[Extract to read]

What is Peptide YY?
Peptide YY (PYY) is a 36-amino-acid peptide hormone secreted from L-cells of the distal small intestine and colon in response to nutrient ingestion. The full-length PYY 1-36 is rapidly cleaved by dipeptidyl peptidase-4 (DPP-4) to PYY 3-36 — the predominant circulating bioactive form (about 70% of circulating PYY in fed humans).
PYY 3-36 is one of the body's most important endogenous satiety signals. It is research-only as a therapeutic, but long-acting PYY analogues are in clinical development as adjuncts to GLP-1 agonists in obesity, where the complementary satiety mechanism may augment weight loss without proportionally adding GI side effects.
Structure and Family
PYY belongs to the pancreatic polypeptide family along with:
- NPY (neuropeptide Y) — central nervous system, orexigenic
- PP (pancreatic polypeptide) — pancreatic, postprandial
- PYY — gut, satiety signal
All three share a common "PP-fold" structure — a tight hairpin where N- and C-termini fold together.
The DPP-4 cleavage that produces PYY 3-36 from PYY 1-36 changes receptor selectivity dramatically:
- PYY 1-36 — binds Y1, Y2, Y5 receptors broadly
- PYY 3-36 — Y2 receptor selective (>50× selectivity over Y1, Y5)
This Y2 selectivity is the key to PYY's satiety pharmacology.

[/Extract to read]
[Data shown]

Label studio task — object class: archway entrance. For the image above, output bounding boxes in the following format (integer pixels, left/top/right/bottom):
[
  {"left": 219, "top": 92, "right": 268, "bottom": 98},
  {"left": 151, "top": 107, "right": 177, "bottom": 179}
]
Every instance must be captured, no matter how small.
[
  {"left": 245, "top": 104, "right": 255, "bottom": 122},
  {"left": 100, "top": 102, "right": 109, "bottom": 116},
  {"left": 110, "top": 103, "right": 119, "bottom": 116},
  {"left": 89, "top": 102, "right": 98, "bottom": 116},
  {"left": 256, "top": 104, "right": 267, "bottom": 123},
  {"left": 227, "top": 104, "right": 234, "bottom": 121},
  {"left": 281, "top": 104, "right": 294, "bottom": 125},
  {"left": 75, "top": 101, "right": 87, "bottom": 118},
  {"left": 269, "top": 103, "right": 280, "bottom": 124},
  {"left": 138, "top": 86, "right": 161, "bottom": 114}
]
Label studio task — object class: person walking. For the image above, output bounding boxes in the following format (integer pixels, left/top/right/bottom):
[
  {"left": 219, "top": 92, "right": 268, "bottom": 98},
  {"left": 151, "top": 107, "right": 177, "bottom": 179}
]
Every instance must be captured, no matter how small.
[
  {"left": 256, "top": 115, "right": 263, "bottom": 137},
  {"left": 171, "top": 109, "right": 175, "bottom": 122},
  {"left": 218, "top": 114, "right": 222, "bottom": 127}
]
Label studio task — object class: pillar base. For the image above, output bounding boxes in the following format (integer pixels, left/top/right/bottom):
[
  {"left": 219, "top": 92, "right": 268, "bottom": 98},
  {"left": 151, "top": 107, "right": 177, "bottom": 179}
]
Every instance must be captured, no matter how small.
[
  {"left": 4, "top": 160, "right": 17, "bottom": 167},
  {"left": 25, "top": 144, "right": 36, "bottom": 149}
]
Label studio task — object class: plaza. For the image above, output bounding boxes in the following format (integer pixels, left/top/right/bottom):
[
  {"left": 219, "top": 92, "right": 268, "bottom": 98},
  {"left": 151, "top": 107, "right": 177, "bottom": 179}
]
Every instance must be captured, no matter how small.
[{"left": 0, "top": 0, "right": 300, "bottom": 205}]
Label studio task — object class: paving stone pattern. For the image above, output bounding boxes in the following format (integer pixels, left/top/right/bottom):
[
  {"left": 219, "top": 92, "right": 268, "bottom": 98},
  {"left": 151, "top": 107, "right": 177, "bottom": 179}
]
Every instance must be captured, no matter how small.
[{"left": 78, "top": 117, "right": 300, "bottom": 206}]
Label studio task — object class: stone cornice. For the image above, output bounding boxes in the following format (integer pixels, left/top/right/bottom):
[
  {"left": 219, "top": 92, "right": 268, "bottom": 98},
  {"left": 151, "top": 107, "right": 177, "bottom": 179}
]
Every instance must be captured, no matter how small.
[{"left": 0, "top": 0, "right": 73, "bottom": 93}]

[/Data shown]

Task statement –
Can you supply the next part of the text on Peptide YY, picking up after its last sentence? The rows are separate material, unrelated to the text on Peptide YY.

Result of the exercise –
Mechanism of Action
- Y2 receptor activation — PYY 3-36 binds Y2 receptors on hypothalamic NPY/AgRP neurons in the arcuate nucleus
- Inhibition of orexigenic NPY signaling — Y2 is an autoreceptor that suppresses NPY release
- Net anorexigenic effect — reduced appetite, smaller meal sizes
- Slowed gastric emptying — additional satiety contribution
- Independent of GLP-1 — complementary to GLP-1 receptor pharmacology
The clinical hypothesis: combining Y2 satiety with GLP-1 satiety produces additive food-intake reduction with potentially less proportional nausea/GI burden.
Clinical Evidence
Original NEJM 2003 study (Batterham et al.):
- Single-dose IV PYY 3-36 in obese vs lean subjects
- 30% reduction in 24-hour food intake in obese subjects
- Established PYY 3-36 as a robust endogenous satiety signal in humans
Long-acting PYY analogue trials (2024-2025):
- PYY1875 (Novo Nordisk) and similar long-acting PYY analogues are in Phase 2
- Results so far show modest weight loss as monotherapy, with greater effects when added to GLP-1 agonists
- The additive effect with GLP-1 supports the rationale of combination therapy
Research and Clinical Investigation
PYY 3-36 is used in research as:
- A probe of Y2 receptor pharmacology
- A satiety challenge in metabolic studies (intranasal or IV administration)
- A reference for evaluating long-acting PYY analogues
Long-acting PYY analogues are in active clinical development from multiple sponsors as adjunct or combination therapy to GLP-1 agonists, rather than as standalone obesity drugs. The hypothesis is that Y2-selective satiety adds incremental weight loss to GLP-1 monotherapy in patients who plateau or have insufficient response.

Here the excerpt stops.